*GIVEN TEXT:*
* * *

AI-Drafted Lawsuits Reshape the Legal Career Ladder
The share of federal court documents containing AI-generated text jumped from 1 percent in 2023 to 18 percent in 2026, according to a study of 4.5 million federal civil cases reported June 4 by MIT Technology Review. The research, conducted by Anand Shah of MIT and Joshua Levy of USC, also found that self-represented filings climbed from 11 percent of cases in 2022 to 16.8 percent in 2025.
The surge is concentrated, not gradual. In Vermont, pro se filings rose from roughly 45 a year before 2022 to 1,100 in 2024. The researchers identified AI-drafted passages using Pangram, a text-detection tool built to flag content produced by models like ChatGPT and Gemini.
Judges describe a mixed picture. Maritza Braswell, a federal magistrate judge in Colorado, told MIT Technology Review she can "generally understand what they're arguing better with AI assistance," even as filings still "contain hallucinations and errors." Despite cleaner pleadings, win rates for self-represented litigants have not improved, and fabricated case citations remain a persistent problem.
The courts themselves are unsettled on the rules. Judges and legislatures are split on whether conversations with a chatbot qualify for attorney-client privilege or work-product protection, and on whether an AI tool that drafts a legal filing is engaged in the unlicensed practice of law. Nippon Life Insurance Co. sued OpenAI in March on that theory; OpenAI's motion to dismiss, filed in May, is still pending. New York lawmakers introduced a bill the same month that would bar chatbots from impersonating licensed attorneys.
What this means for job seekers
This is a clear signal about where legal work is heading, and it rhymes with the broader shift toward AI in the job search. When a litigant with no lawyer can produce a coherent complaint, the routine drafting that once anchored entry-level legal work — document prep, boilerplate filings, first-pass research — loses its scarcity value. That pressure lands hardest on paralegals and junior associates whose day-to-day is exactly the kind of repeatable output a model now generates in seconds.

* * *

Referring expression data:

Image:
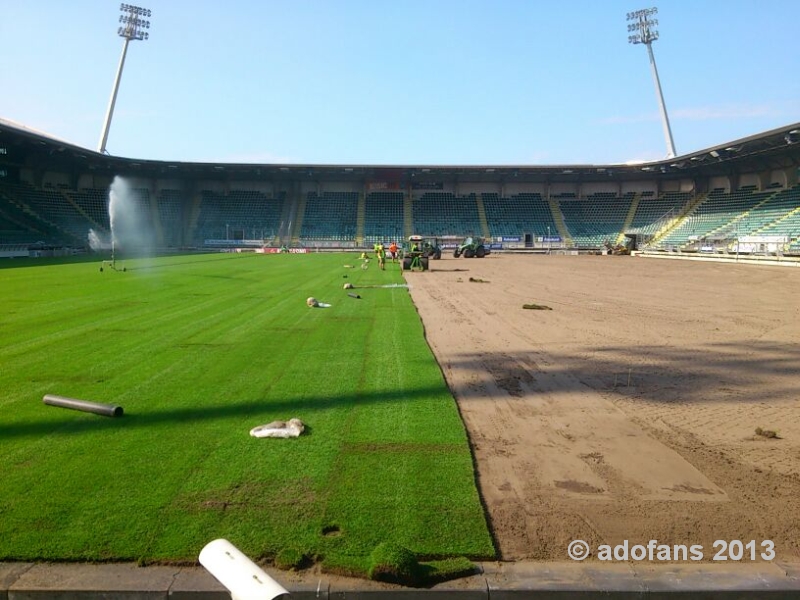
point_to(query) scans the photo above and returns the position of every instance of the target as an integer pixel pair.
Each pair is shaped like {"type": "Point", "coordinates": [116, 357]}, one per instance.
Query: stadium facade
{"type": "Point", "coordinates": [741, 196]}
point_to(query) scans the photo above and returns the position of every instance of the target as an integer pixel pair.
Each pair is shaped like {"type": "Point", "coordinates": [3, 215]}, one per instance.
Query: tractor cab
{"type": "Point", "coordinates": [471, 247]}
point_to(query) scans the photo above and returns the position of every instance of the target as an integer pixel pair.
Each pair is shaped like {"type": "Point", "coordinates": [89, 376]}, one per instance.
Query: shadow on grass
{"type": "Point", "coordinates": [727, 372]}
{"type": "Point", "coordinates": [299, 407]}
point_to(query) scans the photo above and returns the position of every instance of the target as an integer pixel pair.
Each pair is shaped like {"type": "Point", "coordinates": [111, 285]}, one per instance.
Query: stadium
{"type": "Point", "coordinates": [652, 398]}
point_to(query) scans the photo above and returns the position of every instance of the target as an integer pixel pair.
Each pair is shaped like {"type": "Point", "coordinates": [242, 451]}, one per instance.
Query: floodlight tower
{"type": "Point", "coordinates": [645, 34]}
{"type": "Point", "coordinates": [132, 27]}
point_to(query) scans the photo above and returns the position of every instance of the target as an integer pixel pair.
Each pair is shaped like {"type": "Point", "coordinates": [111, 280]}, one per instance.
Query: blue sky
{"type": "Point", "coordinates": [412, 82]}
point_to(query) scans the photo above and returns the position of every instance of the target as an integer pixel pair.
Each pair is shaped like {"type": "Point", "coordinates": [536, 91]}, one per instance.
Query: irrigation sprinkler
{"type": "Point", "coordinates": [244, 579]}
{"type": "Point", "coordinates": [106, 410]}
{"type": "Point", "coordinates": [112, 264]}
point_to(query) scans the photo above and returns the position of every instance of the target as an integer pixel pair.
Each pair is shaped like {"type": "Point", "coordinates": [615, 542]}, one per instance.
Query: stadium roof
{"type": "Point", "coordinates": [775, 149]}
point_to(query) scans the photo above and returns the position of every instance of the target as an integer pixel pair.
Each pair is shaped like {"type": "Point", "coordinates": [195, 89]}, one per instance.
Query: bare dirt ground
{"type": "Point", "coordinates": [629, 410]}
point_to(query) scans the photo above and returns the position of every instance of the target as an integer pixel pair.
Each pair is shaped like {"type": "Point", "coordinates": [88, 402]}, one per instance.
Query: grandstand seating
{"type": "Point", "coordinates": [60, 215]}
{"type": "Point", "coordinates": [444, 213]}
{"type": "Point", "coordinates": [331, 216]}
{"type": "Point", "coordinates": [170, 213]}
{"type": "Point", "coordinates": [595, 219]}
{"type": "Point", "coordinates": [654, 212]}
{"type": "Point", "coordinates": [518, 215]}
{"type": "Point", "coordinates": [718, 215]}
{"type": "Point", "coordinates": [383, 217]}
{"type": "Point", "coordinates": [242, 214]}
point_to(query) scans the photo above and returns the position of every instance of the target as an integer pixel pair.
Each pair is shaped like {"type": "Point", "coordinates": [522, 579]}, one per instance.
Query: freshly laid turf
{"type": "Point", "coordinates": [198, 350]}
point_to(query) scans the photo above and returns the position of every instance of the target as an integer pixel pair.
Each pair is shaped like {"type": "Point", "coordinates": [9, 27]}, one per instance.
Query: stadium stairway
{"type": "Point", "coordinates": [361, 212]}
{"type": "Point", "coordinates": [629, 218]}
{"type": "Point", "coordinates": [194, 217]}
{"type": "Point", "coordinates": [482, 216]}
{"type": "Point", "coordinates": [558, 219]}
{"type": "Point", "coordinates": [408, 215]}
{"type": "Point", "coordinates": [156, 213]}
{"type": "Point", "coordinates": [298, 224]}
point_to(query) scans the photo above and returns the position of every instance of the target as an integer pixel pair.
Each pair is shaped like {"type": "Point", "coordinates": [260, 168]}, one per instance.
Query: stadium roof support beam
{"type": "Point", "coordinates": [641, 31]}
{"type": "Point", "coordinates": [132, 26]}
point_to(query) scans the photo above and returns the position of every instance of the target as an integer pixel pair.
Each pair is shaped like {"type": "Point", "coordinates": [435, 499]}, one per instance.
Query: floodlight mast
{"type": "Point", "coordinates": [132, 27]}
{"type": "Point", "coordinates": [645, 34]}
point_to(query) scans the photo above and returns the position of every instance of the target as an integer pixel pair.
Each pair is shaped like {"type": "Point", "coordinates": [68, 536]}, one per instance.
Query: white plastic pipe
{"type": "Point", "coordinates": [244, 579]}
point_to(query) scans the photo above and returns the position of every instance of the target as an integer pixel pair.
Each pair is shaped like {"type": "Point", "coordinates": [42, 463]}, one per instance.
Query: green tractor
{"type": "Point", "coordinates": [415, 256]}
{"type": "Point", "coordinates": [430, 248]}
{"type": "Point", "coordinates": [471, 247]}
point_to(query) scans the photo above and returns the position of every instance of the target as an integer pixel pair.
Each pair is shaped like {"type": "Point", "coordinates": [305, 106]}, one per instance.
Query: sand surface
{"type": "Point", "coordinates": [628, 411]}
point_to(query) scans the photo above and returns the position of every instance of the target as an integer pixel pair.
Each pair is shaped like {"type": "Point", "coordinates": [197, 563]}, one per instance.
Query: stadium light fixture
{"type": "Point", "coordinates": [642, 28]}
{"type": "Point", "coordinates": [132, 24]}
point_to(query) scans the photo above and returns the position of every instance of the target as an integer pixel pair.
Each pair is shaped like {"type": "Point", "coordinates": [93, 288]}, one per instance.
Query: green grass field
{"type": "Point", "coordinates": [198, 350]}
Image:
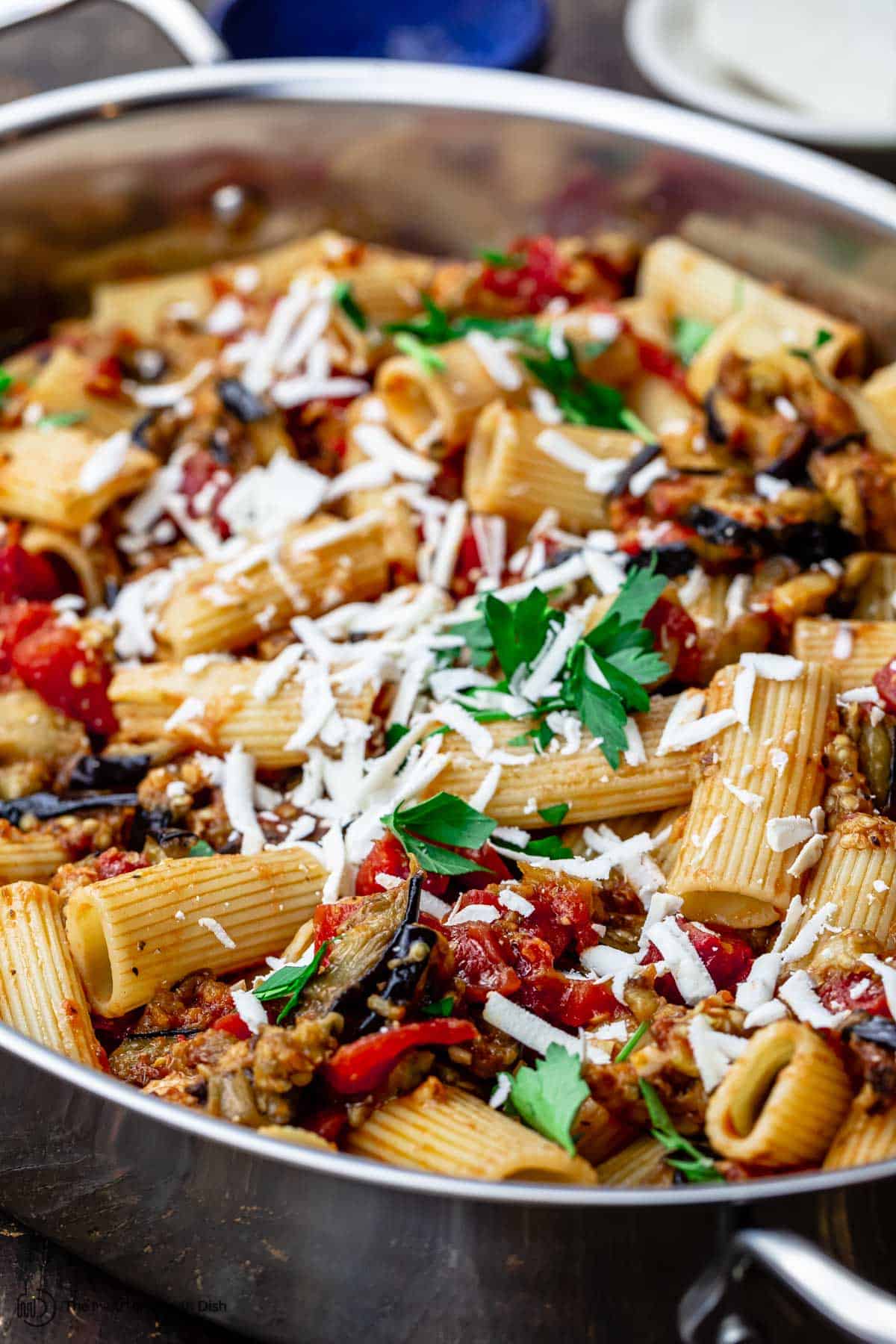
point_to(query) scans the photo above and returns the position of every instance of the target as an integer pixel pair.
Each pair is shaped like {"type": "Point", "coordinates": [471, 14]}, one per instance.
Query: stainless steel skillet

* * *

*PROBLEMS TO WORK ON:*
1 – Answer these from the article on AI-drafted lawsuits:
(a) What tool did the researchers use to identify AI-drafted passages?
(b) In which state is Maritza Braswell a federal magistrate judge?
(c) In what month did Nippon Life Insurance Co. sue OpenAI?
2 – Can you repeat the article on AI-drafted lawsuits word for word, from "AI-Drafted Lawsuits Reshape" to "percent in 2025."?

*PER-TASK ANSWERS:*
1 –
(a) Pangram
(b) Colorado
(c) March

2 –
AI-Drafted Lawsuits Reshape the Legal Career Ladder
The share of federal court documents containing AI-generated text jumped from 1 percent in 2023 to 18 percent in 2026, according to a study of 4.5 million federal civil cases reported June 4 by MIT Technology Review. The research, conducted by Anand Shah of MIT and Joshua Levy of USC, also found that self-represented filings climbed from 11 percent of cases in 2022 to 16.8 percent in 2025.